▶ _Problem to solve_: Return everything in the talk description from "Monitoring data science" down to "logging library, whylogs.", copied without any change.

PyData Seattle 2023

Monitoring in the era of Generative AI, LLVMs, and embeddings – why truly scalable approaches matter
04-27, 15:30–16:15 (America/Los_Angeles), St. Helens

Monitoring data science and AI applications is different in the era of generative AI, large language and vision models (LLVMs), and embeddings, especially given the massive datasets involved. We discuss how to monitor this increasingly common data in a truly scalable way using open source data logging library, whylogs.

Machine learning and data science for high-dimensional complex and unstructured data types like images, text, and embeddings is becoming increasingly common, thanks in part to ChatGPT and others. Whether you’re hoping to train your own large language or computer vision model (LLVM) or using an existing offering via API, it is critical that you understand how your system works and is being used in training and production.

At WhyLabs, we’ve created an open source data logging library, whylogs, for data scientists and engineers to take advantage of our highly accurate and lightweight approach to aggregating batch and/or streaming data in a way that works for generative AI, LLVMs, embeddings data, and tabular data .

In this talk, we (1) discuss why monitoring that’s scalable and mergeable is crucial for data science in the generative AI era; (2) how you can practically monitor generative AI and unstructured data; and (3) discuss how we approach these issues in an open source context with whylogs.

Prior Knowledge Expected

No previous knowledge expected

Bernease Herman is a data scientist at WhyLabs and a research scientist at the University of Washington eScience Institute. At WhyLabs, she is building model and data monitoring solutions using approximate statistics techniques. Her academic research focuses on evaluation metrics and interpretable ML with specialty on synthetic data and societal implications. She is a PhD student at the University of Washington and holds a Bachelor’s degree in mathematics and statistics from the University of Michigan.

[Natural-language descriptions of regions]
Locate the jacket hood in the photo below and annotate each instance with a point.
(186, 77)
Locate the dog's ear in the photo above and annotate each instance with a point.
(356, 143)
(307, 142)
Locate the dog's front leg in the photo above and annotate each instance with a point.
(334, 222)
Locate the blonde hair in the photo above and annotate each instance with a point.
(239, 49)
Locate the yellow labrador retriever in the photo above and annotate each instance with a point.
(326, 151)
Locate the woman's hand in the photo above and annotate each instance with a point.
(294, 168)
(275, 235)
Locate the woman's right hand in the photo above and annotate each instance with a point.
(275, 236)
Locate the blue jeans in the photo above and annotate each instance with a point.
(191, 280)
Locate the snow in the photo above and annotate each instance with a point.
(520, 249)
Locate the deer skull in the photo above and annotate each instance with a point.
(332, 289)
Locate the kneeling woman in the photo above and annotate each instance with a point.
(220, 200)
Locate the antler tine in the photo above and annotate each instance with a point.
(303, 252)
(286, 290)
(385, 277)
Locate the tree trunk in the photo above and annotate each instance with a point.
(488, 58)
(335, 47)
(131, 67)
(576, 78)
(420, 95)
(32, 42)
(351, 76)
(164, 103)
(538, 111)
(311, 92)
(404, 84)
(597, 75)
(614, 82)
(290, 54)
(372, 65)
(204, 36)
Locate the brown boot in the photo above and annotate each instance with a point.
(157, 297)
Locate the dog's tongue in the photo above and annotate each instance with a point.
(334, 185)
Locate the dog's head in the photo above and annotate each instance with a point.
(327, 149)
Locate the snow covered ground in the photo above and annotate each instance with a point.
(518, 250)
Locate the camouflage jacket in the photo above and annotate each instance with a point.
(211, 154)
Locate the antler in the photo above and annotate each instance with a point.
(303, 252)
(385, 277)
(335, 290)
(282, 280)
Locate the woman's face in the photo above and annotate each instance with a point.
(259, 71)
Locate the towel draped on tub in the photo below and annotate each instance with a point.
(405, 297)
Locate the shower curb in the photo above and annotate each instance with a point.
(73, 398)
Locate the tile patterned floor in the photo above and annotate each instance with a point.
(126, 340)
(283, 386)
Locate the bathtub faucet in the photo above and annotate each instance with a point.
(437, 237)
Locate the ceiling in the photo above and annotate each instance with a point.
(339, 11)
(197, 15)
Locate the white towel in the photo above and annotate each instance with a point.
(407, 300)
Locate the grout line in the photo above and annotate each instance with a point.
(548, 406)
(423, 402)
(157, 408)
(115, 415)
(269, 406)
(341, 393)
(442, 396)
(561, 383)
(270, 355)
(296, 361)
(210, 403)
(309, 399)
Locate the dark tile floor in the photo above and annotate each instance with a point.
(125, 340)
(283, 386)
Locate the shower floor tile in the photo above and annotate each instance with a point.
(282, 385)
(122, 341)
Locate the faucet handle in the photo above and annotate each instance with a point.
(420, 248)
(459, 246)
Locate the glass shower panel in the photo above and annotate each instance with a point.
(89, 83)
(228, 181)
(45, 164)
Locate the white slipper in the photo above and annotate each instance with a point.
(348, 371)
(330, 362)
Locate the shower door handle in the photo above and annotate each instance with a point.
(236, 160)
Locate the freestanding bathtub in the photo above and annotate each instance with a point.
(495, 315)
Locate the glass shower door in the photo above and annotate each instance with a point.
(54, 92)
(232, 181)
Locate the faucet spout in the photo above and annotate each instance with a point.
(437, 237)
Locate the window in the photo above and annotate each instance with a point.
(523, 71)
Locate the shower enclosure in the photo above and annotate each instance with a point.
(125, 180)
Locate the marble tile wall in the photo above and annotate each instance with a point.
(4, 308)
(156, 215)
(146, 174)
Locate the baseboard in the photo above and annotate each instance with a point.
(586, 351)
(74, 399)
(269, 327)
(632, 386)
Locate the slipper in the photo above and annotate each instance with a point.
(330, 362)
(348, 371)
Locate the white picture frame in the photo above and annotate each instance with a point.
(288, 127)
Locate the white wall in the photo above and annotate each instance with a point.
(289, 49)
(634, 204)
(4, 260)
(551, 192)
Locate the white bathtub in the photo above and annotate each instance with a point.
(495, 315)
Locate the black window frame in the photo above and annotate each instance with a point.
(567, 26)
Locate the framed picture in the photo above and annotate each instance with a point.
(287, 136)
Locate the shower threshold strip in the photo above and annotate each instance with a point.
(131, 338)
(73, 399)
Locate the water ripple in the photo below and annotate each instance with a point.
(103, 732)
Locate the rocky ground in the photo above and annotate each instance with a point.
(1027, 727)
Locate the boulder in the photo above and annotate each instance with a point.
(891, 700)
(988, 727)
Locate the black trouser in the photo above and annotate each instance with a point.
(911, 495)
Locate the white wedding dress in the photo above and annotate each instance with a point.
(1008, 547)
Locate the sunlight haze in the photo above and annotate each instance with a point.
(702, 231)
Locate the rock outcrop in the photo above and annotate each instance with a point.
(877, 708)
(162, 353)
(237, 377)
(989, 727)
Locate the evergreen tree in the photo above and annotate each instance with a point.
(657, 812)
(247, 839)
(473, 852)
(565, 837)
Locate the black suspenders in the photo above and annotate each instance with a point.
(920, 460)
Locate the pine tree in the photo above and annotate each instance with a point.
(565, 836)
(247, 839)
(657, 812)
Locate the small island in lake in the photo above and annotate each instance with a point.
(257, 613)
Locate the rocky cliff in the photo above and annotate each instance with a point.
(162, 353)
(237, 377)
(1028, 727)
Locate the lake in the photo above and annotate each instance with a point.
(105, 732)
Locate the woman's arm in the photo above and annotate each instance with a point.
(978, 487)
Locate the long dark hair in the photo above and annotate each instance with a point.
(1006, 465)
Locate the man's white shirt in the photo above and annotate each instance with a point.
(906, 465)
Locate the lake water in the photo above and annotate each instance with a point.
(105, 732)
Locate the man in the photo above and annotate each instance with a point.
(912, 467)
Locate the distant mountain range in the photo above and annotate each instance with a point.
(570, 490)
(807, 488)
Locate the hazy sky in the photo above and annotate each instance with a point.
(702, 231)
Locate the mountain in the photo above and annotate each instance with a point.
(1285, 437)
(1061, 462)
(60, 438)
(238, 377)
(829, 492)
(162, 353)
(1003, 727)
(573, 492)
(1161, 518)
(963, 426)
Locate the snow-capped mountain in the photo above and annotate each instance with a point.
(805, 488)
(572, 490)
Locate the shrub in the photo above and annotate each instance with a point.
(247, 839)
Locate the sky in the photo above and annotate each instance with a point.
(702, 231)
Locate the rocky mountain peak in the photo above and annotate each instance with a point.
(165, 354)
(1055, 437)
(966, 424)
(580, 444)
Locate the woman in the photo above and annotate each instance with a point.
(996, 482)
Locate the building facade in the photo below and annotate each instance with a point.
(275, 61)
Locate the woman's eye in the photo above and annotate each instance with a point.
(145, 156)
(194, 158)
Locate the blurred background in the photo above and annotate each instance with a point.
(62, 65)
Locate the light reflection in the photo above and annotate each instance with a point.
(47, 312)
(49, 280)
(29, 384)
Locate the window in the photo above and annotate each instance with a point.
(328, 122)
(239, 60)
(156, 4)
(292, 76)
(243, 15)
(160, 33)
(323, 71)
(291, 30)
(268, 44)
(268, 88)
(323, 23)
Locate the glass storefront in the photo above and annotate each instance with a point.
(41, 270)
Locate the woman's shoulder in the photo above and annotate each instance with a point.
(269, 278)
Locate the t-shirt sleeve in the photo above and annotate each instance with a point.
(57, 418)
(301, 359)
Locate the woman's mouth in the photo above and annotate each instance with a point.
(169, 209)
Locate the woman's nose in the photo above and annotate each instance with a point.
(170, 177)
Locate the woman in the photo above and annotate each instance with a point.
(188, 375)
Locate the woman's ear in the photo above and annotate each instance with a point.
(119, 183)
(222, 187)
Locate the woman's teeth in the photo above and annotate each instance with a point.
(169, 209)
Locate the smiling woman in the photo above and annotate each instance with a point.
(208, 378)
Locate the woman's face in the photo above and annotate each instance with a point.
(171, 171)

▶ _Response box_:
Monitoring data science and AI applications is different in the era of generative AI, large language and vision models (LLVMs), and embeddings, especially given the massive datasets involved. We discuss how to monitor this increasingly common data in a truly scalable way using open source data logging library, whylogs.